• [YOUR TASKS]
**1.** In the paddle board review, give the passage between "SIC Maui RS" and "they are here!", inclusive, substituting "board racers" for "paddle racers".
**2.** According to the paddle board review, why do the reviewers not carry many Starboard Sprints? Answer in one to three sentences.
**3.** Decide whether each statement agrees with the paddle board review, answering yes or no and quoting the deciding words: (a) The reviewers compare the SIC board to the 2018 All Star. (b) The 2018 All Star has sharper rails and more volume up front. (c) The 2018 Sprint has more tail volume.

• [TEXT SECTION]
* BEGIN *

SIC Maui RS 14 aka the Rocket Ship compared to the Starboard All Star

One of the best perks of this job is riding all the new gear just as it hits the water. As avid paddle racers ourselves it is with great anticipation we awaited the new race designs. Well they are here!

And this year in particular we have been on the edge of our seats waiting for SIC’s new Rocket Ships (aka the RS boards). Well our fleet of boards arrived about a month ago and we have been putting them through their paces.

A little baseline first to understand some context for where our point of view is coming from. We paddle in the very diverse waters of San Francisco Bay. In general, our conditions are rougher than most, favoring boards with softer rails and accentuated rocker lines. For example, we really don’t carry too many of the Starboard Sprints. Not because they aren’t great boards but because we literally do not have the kind of water needed to enjoy them. So, a board that does not work here may be awesome for your location. (i.e. an inland lake)

The benchmark in measuring SIC’s new race board is the Starboard All Star. We have been riding & racing the All-Stars since they came out and they are incredible boards. We have not had the chance to fully vet the 2018 All Stars so we will be comparing the SIC to the 2017 boards with which we have extensive water time. In general, we see that the 2018 All Star will be faster than the 2017 in flat water but that we feel the 2017 is better than the 2018 in rough water. It’s mainly the change to the front of the 2018 All Star that makes the difference when comparing to the 2017. The 2018 has sharper rails and more volume up front. This tighter entry of nose in the 2018 will make the board faster in a straight line but more difficult to control the nose when the going gets rough.

The 2018 All Star in our opinion is a little better of a one-board quiver, where the 2017 is more specialized in its design brief; a rough water racing machine. On a side note the 2018 Sprint seems to be better suited for rougher waters than the 2017 Sprint which is more of a flat-water sled. The 2018 Sprints increased tail volume will be an asset to those wanting an ultra-fast board that can still take on some texture on the water.

* END *

• [LISTED ENTRIES]
* BEGIN *

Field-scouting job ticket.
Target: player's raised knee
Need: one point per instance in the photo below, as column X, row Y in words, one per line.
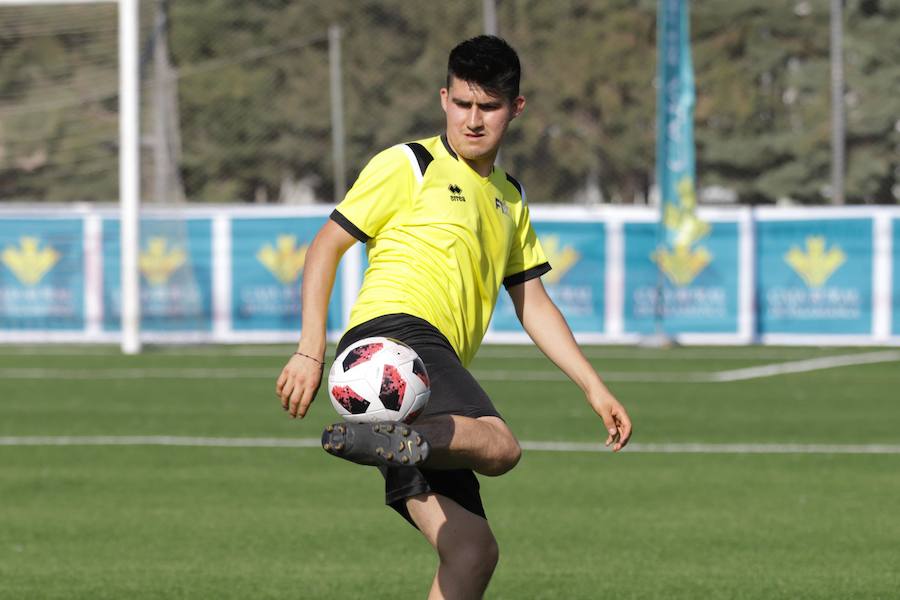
column 477, row 558
column 506, row 455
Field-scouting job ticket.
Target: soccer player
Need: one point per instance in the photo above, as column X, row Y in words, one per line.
column 444, row 228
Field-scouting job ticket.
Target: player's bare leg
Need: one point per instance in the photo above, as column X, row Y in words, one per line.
column 464, row 542
column 485, row 445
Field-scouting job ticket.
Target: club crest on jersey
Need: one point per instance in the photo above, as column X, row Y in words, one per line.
column 456, row 193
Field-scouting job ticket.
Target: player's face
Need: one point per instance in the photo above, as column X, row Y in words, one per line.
column 476, row 121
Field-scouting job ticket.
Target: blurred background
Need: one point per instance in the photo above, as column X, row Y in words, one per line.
column 238, row 99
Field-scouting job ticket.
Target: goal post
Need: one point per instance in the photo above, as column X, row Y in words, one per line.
column 129, row 159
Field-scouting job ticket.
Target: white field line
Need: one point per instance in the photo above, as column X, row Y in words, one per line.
column 804, row 366
column 666, row 448
column 770, row 370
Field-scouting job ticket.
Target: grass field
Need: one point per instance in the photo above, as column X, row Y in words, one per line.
column 777, row 486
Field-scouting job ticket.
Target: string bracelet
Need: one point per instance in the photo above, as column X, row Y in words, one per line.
column 321, row 363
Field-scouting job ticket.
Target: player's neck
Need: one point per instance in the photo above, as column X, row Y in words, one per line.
column 484, row 166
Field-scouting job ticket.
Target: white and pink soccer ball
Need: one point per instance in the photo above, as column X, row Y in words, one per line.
column 378, row 379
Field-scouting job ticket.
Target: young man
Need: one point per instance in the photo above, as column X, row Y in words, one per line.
column 444, row 228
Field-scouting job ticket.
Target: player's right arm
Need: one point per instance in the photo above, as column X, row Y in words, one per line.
column 301, row 377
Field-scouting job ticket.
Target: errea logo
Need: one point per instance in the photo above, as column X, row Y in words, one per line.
column 456, row 193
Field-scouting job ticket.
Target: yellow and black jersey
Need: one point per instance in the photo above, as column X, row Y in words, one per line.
column 440, row 239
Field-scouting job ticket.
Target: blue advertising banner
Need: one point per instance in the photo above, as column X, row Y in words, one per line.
column 577, row 253
column 689, row 289
column 42, row 274
column 815, row 276
column 176, row 275
column 267, row 258
column 895, row 293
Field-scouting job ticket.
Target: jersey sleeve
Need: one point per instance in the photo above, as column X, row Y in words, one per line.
column 382, row 188
column 526, row 257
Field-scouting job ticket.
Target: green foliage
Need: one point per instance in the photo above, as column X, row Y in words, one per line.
column 254, row 100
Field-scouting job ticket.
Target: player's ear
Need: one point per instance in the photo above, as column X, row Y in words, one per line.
column 518, row 106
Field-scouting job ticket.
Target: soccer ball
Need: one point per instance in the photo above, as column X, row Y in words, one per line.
column 378, row 379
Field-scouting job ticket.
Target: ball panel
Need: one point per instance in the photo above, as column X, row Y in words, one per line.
column 360, row 354
column 352, row 402
column 420, row 372
column 393, row 388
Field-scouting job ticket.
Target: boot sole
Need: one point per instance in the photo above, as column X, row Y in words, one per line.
column 377, row 444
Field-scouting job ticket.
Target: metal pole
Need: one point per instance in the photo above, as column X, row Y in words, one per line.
column 337, row 113
column 837, row 102
column 129, row 174
column 161, row 159
column 490, row 16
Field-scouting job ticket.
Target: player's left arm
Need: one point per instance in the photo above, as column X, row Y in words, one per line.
column 549, row 330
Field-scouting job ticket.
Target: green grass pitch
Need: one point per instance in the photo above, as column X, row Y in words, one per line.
column 144, row 521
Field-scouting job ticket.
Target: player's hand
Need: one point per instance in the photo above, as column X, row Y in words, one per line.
column 298, row 383
column 616, row 420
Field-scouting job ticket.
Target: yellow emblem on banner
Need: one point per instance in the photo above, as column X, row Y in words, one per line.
column 285, row 260
column 28, row 262
column 682, row 263
column 158, row 263
column 561, row 259
column 815, row 266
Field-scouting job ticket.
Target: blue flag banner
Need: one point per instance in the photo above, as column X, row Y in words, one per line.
column 175, row 262
column 680, row 229
column 895, row 293
column 41, row 274
column 815, row 276
column 577, row 253
column 675, row 162
column 700, row 295
column 267, row 259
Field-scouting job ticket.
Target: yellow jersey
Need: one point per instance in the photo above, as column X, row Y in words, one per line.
column 440, row 240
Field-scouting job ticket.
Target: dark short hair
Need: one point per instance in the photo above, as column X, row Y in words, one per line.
column 489, row 62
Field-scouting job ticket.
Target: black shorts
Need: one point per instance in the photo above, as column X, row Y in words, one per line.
column 453, row 391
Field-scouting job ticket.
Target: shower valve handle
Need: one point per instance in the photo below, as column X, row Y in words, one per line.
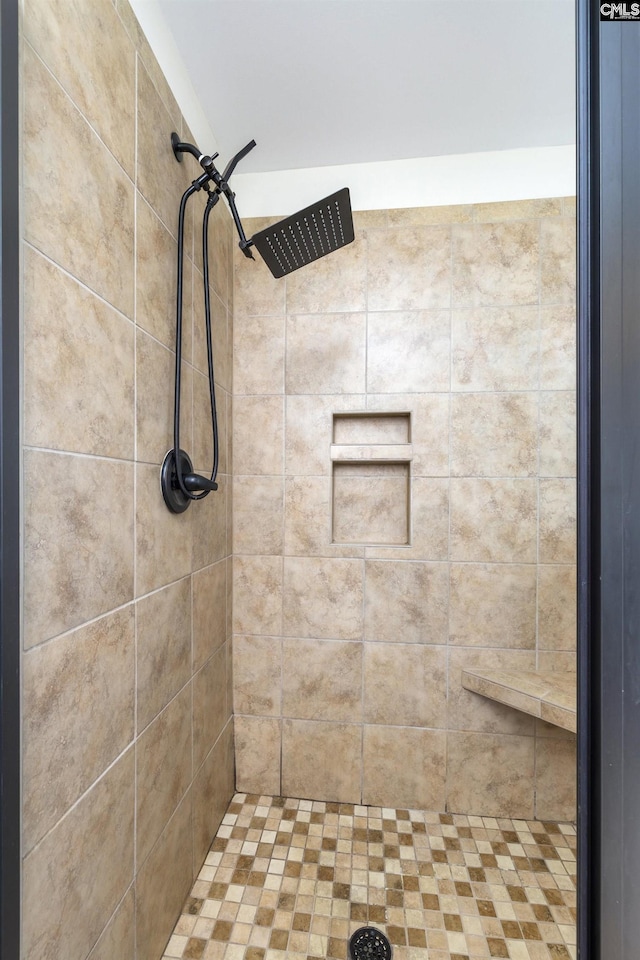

* END *

• [OUTPUTS BY TASK]
**1.**
SIC Maui RS 14 aka the Rocket Ship compared to the Starboard All Star

One of the best perks of this job is riding all the new gear just as it hits the water. As avid board racers ourselves it is with great anticipation we awaited the new race designs. Well they are here!

**2.** It isn't because the Sprints are poor boards. The reviewers paddle on San Francisco Bay, and they do not have the kind of water needed to enjoy the Sprints there.

**3.**
(a) No: "we will be comparing the SIC to the 2017 boards with which we have extensive water time."
(b) Yes: "The 2018 has sharper rails and more volume up front."
(c) Yes: "The 2018 Sprints increased tail volume will be an asset to those wanting an ultra-fast board"